======== SUPPLIED INFORMATION

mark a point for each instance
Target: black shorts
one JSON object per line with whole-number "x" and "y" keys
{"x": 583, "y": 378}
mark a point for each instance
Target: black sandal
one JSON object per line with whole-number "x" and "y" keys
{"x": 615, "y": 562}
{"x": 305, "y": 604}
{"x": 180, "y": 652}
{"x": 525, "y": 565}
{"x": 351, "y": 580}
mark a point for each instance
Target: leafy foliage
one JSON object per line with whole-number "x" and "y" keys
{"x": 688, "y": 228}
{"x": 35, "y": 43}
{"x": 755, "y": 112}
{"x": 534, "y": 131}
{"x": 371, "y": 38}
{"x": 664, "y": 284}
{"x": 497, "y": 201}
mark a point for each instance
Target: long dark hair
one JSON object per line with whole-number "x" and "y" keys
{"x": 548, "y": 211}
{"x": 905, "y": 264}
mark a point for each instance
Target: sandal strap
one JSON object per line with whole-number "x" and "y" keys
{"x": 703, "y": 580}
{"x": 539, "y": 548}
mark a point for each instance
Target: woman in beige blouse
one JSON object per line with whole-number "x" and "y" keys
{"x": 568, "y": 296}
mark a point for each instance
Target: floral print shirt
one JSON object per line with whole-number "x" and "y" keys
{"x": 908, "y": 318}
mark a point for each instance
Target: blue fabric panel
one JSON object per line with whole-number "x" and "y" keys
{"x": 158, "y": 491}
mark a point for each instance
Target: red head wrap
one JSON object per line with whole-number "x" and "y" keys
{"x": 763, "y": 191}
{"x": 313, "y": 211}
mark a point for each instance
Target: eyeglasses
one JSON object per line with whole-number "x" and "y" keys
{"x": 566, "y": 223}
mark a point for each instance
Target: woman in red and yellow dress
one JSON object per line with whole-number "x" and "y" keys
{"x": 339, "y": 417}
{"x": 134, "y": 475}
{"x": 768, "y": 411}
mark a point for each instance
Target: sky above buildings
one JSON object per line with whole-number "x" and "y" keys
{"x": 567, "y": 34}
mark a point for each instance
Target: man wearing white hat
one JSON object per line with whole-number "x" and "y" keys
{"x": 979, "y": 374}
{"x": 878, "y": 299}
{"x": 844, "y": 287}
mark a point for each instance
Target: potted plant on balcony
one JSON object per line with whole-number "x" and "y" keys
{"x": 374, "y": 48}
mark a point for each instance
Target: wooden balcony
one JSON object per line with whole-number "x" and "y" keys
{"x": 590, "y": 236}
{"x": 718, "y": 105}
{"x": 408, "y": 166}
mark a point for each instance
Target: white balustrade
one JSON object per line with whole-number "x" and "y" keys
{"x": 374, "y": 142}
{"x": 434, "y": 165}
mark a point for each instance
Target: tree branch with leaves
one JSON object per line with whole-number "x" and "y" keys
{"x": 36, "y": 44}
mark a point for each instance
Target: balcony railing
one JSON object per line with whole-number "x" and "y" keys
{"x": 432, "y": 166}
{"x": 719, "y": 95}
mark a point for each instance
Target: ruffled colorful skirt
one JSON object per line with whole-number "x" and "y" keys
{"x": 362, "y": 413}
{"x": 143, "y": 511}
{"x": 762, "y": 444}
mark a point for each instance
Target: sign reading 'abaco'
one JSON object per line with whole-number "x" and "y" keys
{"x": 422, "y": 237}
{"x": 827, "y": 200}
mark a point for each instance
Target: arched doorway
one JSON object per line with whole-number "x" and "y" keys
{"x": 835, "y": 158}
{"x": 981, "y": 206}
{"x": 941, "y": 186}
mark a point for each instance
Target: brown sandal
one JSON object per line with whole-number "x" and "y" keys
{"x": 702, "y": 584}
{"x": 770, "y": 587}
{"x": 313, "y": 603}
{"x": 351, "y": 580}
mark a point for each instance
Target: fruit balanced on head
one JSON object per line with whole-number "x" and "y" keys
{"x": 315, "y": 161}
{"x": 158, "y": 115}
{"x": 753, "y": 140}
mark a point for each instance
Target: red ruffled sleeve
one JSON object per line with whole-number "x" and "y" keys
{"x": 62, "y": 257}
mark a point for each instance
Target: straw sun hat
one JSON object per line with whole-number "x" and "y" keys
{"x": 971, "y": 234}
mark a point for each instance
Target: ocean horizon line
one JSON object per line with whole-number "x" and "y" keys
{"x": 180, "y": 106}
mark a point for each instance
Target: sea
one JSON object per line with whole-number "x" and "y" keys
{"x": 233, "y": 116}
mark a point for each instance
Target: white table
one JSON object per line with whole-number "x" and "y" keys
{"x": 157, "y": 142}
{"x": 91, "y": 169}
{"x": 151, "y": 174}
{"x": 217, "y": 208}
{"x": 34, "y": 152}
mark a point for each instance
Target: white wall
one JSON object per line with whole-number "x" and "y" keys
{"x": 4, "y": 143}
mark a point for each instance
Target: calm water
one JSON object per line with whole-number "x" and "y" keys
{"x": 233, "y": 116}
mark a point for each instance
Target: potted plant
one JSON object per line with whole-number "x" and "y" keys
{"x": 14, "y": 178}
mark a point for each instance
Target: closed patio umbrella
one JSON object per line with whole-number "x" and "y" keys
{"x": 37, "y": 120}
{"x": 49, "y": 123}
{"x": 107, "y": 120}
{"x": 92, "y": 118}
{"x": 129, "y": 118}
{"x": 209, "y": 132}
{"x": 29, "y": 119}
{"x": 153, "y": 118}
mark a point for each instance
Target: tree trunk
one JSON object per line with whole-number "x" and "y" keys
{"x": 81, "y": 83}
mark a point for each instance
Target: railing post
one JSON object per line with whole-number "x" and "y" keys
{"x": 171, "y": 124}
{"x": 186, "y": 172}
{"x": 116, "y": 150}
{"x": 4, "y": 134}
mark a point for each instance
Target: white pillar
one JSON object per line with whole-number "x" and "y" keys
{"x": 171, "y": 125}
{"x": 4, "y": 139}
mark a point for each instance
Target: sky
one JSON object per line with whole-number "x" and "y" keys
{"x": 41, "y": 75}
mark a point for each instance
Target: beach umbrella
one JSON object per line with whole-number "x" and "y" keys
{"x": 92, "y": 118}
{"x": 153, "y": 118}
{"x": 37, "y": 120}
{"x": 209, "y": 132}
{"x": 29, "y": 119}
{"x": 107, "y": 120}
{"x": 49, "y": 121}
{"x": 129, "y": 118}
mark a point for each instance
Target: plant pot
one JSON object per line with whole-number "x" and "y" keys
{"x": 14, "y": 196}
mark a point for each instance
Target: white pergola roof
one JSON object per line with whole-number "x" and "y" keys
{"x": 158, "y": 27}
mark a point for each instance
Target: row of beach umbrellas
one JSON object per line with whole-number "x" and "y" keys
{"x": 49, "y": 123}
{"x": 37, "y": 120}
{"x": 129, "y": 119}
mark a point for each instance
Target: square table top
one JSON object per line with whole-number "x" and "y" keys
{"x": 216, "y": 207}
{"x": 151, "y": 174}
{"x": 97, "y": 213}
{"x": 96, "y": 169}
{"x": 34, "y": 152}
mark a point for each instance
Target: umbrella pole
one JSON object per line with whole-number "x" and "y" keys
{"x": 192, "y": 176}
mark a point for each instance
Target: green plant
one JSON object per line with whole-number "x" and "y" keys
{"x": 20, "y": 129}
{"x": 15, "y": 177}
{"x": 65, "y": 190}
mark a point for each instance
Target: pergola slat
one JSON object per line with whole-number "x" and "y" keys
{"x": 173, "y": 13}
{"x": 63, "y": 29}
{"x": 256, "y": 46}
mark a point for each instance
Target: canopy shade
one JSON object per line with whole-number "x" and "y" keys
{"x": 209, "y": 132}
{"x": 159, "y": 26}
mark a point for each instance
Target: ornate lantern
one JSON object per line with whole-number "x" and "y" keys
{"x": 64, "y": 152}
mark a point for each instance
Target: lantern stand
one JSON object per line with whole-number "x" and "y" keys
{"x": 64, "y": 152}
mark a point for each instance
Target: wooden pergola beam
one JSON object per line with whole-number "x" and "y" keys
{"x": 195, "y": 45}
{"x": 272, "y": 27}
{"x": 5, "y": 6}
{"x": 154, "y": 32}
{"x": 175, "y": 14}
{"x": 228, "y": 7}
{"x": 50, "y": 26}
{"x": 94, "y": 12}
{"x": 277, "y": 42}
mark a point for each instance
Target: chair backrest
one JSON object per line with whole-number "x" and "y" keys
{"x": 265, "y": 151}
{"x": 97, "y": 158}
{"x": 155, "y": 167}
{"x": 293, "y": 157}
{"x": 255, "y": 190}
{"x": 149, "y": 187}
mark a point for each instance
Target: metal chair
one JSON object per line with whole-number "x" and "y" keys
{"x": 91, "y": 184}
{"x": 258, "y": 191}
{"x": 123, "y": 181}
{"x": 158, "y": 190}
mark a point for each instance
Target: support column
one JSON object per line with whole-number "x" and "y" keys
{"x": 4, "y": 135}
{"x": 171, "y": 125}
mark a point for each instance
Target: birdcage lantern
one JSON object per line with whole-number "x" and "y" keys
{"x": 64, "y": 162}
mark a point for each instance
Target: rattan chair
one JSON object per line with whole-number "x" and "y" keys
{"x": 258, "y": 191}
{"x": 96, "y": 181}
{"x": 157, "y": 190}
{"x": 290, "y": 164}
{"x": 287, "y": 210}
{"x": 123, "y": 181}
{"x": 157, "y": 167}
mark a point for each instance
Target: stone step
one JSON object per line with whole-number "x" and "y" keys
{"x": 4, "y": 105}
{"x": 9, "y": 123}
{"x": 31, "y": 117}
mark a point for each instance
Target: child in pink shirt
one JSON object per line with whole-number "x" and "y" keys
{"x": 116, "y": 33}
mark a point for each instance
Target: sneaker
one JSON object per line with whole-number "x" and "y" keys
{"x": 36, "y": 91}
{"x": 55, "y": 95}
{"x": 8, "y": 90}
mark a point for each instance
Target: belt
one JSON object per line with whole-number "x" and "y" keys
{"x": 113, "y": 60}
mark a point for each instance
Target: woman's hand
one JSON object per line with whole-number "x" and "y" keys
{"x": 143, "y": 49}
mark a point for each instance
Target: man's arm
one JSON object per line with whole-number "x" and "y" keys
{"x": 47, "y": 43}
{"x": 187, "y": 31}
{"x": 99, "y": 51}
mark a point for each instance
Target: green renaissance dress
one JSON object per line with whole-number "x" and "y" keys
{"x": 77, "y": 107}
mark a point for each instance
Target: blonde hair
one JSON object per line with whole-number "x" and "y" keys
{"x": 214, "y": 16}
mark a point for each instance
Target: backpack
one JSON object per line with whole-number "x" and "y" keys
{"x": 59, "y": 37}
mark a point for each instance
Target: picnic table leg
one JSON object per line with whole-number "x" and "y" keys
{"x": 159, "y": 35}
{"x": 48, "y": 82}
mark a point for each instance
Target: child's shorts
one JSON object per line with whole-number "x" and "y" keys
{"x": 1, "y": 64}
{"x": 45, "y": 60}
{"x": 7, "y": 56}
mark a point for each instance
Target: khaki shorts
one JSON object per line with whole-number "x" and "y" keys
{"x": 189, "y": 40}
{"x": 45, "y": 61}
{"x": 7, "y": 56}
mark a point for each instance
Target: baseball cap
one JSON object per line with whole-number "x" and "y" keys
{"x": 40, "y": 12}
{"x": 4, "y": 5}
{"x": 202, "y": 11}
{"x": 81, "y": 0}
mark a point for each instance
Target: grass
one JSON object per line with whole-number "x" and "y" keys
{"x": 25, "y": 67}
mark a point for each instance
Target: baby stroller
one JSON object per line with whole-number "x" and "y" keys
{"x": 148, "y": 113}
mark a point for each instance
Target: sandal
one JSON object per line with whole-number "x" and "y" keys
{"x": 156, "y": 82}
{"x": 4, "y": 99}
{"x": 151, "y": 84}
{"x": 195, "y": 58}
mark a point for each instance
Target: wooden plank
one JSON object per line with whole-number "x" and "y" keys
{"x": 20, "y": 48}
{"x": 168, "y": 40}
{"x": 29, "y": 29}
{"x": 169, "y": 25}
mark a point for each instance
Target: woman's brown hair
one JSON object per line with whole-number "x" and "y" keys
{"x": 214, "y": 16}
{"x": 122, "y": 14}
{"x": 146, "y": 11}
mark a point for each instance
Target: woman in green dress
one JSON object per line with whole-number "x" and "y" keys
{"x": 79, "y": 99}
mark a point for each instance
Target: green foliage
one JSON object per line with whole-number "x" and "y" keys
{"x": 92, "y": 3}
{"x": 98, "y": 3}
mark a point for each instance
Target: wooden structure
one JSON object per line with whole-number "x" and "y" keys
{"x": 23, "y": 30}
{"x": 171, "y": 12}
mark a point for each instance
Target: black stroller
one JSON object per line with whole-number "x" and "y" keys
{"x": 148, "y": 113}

================

◆ WHAT IS REQUIRED: Please tally the lines in the records above that contain the string "table", and reply with the number alone.

◆ OUTPUT BELOW: 3